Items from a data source
# # # # # # #
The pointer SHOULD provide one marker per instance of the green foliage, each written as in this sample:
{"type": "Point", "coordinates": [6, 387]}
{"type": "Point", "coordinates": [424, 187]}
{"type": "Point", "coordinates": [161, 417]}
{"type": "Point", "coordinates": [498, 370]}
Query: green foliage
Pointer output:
# # # # # # #
> What is being asked
Copy the material above word for word, line by line, with nothing changed.

> Task response
The pointer SHOULD provide one marker per instance of the green foliage, each written as in this sample:
{"type": "Point", "coordinates": [6, 387]}
{"type": "Point", "coordinates": [424, 187]}
{"type": "Point", "coordinates": [161, 417]}
{"type": "Point", "coordinates": [498, 370]}
Query: green foliage
Pointer output:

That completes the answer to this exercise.